## [Work task 1]
Reproduce the passage of the Ground Zero column between "A newspaper column" and "common loss.", inclusive, replacing "nation" with "country".
## [Work task 2]
Extend the Ground Zero column with new sentences that follow on from its last one.

## [Provided text]
==================================================

"Nor must we ever do evil, that good may come
of it."
(-- William Penn)
A newspaper column by the Rev. John Morgan
(June,2002) Ground zero is quiet. The sounds of workers and
machines are gone. What remains of the terrible events of September
11th-911-are curious onlookers, their silence deafening-and the lingering
sense most of us feel about what happened there.
However sad the events leading up to the destruction of life in New
York City, afterwards, a new sense began to emerge that out of our diversity,
we
are a nation, not just a collection of people who happen to inhabit
the same
continent. We mourned together, and nothing brings people closer than
a
common loss.
Anyone who has survived a tornado or flood or other natural disaster
looks back not just at the tragedy, but at the remarkable stories of
people banding together to help-persons who might have walked by one
another at
other times. The strength of the human spirit is never so obvious as
when
others need help--or when you do.
But as time passes, people forget and are lulled back into the illusion
that they are islands unto themselves, separated by race or income or
ethnic
group. People retreat to their own homes, barely know who lives next
door.
What would happen if we really understood a simple concept: That
all life, ourselves included, is interconnected, that even when a butterfly
falls
in China, vibrations are sent around the world? Then, we would be very
careful of harming any life, because we would hurt ourselves.
Chief Noah Sealth put it this way: "This we know: All things
are
connected like the blood which unites one family
.Whatever befalls
the earth
befalls the sons and daughters of the earth. We did not weave the web
of
life; we are merely a strand in it."
There were signs of hope arising from the ashes of the towers in
New York City. We found new heroes-fire and police personnel who risked
their
lives for others, a chaplain who died trying to reach others, nurses
and hospital personnel who labored with courage. We learned something
about the
human spirit-that in the midst of destruction it can show a remarkable
generosity and strength.

==================================================

## [Dataset records]
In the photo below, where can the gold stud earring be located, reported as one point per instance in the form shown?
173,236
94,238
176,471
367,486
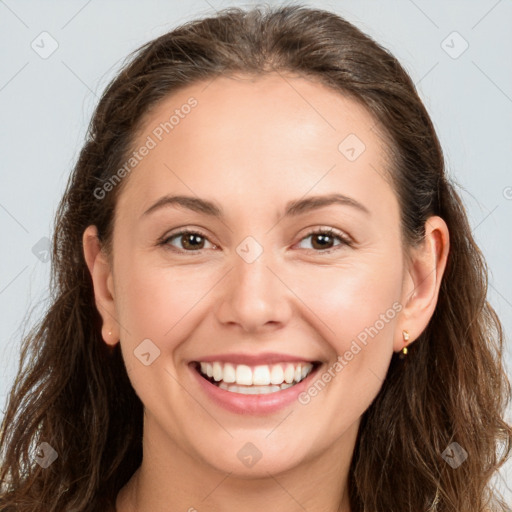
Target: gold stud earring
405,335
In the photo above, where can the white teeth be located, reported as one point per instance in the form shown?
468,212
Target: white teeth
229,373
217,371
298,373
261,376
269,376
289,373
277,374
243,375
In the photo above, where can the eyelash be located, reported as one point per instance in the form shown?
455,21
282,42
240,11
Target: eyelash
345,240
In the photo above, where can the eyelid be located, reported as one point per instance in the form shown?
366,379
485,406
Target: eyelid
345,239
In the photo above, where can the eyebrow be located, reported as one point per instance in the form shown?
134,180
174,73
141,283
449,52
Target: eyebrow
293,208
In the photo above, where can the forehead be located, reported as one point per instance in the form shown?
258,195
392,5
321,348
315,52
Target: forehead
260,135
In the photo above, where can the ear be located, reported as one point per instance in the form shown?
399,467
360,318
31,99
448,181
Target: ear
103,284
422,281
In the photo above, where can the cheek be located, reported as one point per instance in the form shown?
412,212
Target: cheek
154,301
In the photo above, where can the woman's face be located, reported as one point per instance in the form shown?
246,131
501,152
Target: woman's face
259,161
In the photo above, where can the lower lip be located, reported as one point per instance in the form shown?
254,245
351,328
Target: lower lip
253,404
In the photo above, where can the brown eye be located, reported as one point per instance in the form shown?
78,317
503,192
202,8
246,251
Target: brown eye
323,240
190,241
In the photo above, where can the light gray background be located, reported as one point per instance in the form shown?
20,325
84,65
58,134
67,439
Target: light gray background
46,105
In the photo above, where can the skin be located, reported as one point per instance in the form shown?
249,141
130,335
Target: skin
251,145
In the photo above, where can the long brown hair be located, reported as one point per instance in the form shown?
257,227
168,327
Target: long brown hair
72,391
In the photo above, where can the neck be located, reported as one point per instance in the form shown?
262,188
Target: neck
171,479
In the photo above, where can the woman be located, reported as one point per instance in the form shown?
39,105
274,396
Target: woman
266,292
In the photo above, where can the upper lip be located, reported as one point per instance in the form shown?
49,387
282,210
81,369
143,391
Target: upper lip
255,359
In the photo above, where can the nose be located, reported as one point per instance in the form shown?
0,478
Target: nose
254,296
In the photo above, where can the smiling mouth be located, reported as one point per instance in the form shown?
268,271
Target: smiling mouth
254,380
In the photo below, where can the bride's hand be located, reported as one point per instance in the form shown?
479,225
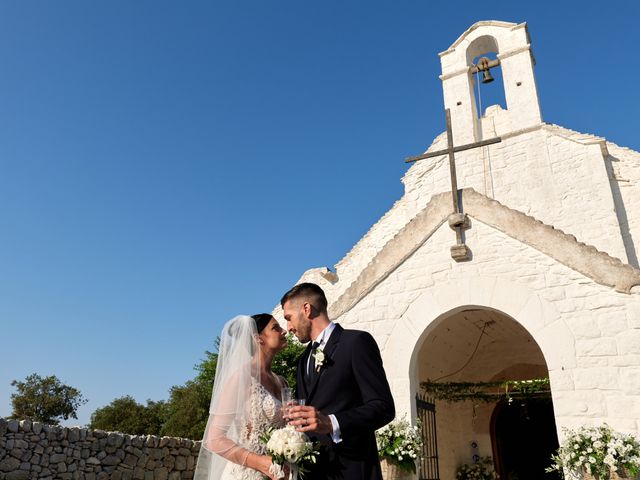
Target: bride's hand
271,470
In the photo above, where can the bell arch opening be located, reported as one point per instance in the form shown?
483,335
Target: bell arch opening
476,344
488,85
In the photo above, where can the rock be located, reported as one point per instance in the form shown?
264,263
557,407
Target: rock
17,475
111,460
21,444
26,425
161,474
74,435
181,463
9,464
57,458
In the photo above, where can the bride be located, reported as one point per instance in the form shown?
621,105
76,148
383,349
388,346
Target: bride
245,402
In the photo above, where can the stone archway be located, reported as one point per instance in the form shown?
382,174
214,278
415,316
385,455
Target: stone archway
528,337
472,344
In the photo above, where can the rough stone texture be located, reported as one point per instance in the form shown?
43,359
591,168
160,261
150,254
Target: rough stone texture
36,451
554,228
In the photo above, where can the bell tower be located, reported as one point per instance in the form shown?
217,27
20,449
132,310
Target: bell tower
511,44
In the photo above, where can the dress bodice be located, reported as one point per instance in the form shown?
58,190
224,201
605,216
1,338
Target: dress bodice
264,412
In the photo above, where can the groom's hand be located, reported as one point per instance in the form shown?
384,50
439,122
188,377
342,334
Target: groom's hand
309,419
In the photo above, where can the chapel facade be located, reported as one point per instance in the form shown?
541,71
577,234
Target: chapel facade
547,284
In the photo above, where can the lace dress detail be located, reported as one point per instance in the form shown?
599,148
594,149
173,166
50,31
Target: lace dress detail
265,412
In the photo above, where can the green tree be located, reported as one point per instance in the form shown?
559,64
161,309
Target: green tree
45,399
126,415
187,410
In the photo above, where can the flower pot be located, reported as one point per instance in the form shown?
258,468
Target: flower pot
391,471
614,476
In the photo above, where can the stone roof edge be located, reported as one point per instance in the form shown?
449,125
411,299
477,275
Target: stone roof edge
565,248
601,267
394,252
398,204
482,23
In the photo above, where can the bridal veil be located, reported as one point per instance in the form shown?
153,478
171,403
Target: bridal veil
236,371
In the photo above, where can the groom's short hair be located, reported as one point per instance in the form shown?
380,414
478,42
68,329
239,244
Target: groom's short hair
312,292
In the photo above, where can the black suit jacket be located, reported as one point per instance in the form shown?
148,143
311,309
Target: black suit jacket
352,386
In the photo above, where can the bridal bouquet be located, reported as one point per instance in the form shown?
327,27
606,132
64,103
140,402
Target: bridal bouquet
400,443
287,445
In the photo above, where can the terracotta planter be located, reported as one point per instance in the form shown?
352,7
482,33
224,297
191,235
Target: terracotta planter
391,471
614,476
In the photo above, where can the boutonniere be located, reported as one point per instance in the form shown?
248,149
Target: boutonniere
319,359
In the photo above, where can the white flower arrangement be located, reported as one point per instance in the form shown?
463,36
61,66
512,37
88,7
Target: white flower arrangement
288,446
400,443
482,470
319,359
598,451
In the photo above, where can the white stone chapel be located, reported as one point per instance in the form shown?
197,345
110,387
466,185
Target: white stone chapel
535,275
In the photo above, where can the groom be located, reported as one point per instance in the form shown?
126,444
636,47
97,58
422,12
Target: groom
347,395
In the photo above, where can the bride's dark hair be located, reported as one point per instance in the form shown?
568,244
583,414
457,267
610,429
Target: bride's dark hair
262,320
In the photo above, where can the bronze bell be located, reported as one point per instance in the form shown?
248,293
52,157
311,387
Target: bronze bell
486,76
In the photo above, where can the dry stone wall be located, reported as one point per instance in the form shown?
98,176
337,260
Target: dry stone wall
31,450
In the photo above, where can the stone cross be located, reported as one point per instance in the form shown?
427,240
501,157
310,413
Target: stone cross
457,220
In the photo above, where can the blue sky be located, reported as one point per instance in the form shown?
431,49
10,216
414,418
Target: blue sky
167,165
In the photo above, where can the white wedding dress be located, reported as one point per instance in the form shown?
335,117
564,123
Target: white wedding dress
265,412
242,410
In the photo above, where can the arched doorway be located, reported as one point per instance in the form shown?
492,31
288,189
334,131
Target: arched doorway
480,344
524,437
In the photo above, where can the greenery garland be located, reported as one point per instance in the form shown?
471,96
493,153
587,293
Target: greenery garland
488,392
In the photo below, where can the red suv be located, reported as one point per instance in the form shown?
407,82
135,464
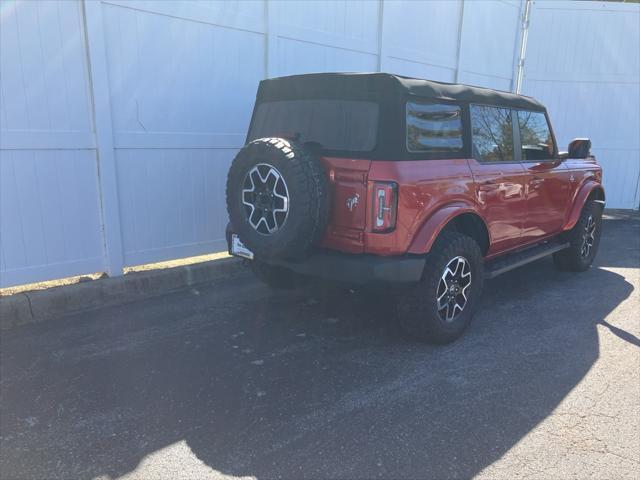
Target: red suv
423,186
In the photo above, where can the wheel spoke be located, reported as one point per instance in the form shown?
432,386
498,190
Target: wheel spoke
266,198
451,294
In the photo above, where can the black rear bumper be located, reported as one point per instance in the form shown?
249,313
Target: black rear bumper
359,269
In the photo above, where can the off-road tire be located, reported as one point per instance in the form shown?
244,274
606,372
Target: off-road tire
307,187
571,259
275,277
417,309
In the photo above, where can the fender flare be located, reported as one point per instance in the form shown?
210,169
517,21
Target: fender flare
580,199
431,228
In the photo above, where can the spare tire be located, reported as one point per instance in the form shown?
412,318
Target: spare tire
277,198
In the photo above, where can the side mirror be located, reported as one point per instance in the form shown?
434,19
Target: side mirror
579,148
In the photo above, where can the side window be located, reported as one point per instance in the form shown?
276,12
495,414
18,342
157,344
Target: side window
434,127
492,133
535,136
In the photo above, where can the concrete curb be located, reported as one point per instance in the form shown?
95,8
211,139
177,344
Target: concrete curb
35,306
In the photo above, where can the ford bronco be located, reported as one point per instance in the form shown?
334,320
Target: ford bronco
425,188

==================================================

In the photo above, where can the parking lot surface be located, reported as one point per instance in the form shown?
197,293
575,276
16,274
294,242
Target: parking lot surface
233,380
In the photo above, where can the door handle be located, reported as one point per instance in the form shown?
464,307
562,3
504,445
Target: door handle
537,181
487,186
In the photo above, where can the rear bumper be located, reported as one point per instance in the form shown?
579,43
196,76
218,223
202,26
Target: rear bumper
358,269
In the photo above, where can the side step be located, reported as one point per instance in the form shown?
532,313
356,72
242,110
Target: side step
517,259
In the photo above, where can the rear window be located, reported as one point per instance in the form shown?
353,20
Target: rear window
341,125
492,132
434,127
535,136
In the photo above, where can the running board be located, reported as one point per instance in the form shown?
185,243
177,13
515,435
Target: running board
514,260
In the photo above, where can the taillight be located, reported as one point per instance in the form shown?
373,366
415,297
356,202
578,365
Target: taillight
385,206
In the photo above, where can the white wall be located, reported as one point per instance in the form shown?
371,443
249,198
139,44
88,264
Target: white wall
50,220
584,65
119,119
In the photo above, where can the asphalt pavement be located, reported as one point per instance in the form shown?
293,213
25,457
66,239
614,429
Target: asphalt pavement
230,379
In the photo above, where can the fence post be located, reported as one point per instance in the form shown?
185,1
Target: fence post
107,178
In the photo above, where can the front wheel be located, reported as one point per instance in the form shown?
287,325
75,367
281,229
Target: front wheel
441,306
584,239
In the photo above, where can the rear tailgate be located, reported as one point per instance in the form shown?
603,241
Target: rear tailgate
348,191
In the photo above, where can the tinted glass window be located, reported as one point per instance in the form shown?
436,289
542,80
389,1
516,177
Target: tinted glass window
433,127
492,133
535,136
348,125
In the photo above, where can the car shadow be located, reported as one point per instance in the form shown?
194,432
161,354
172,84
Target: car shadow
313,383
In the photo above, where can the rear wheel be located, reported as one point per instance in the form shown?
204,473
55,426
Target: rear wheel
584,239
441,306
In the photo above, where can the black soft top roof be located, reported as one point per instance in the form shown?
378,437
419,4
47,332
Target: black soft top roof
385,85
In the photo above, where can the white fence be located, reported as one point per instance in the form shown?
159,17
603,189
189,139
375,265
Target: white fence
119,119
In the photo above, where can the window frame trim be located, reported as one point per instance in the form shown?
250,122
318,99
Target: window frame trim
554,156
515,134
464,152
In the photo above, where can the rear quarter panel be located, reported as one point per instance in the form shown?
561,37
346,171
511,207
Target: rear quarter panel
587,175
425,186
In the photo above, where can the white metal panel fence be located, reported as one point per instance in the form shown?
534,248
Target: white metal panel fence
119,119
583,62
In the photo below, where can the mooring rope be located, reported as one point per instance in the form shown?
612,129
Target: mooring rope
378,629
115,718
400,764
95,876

==================================================

## [Exercise response 1]
A newspaper column by the Rev. John Morgan
(June,2002) Ground zero is quiet. The sounds of workers and
machines are gone. What remains of the terrible events of September
11th-911-are curious onlookers, their silence deafening-and the lingering
sense most of us feel about what happened there.
However sad the events leading up to the destruction of life in New
York City, afterwards, a new sense began to emerge that out of our diversity,
we
are a country, not just a collection of people who happen to inhabit
the same
continent. We mourned together, and nothing brings people closer than
a
common loss.

## [Exercise response 2]
We learned something else, too, from the rubble. In the ashes,
it didn't make much difference any longer about the color of your skin
or your
ethnic origins. What mattered was the loss of a single human being.
We
recognized ourselves in the grieving and the acts of courage.
I have heard people tell others to "get over" a loss. I
realize that
excessive grieving can be harmful to one's emotional health, but I also
understand that when one losses someone important, the loss may feel
less painful over time, but it never really leaves. Losses are like
that-they linger in us as reminders of what is really important-life,
as fragile and marvelous as ever.
There is no way to change what happened September 11. But
what we can change is how we deal with life now, realizing how precarious
it can be. We can plant a garden, hug a child, forgive a friend, reach
out to someone we don't know, help one person, refrain from responding
to others by inflicting pain on them, volunteer at a food bank or emergency
housing shelter, spend more time with our family, join a cause that
seeks to heal the wounds of separation, and take time to care for ourselves.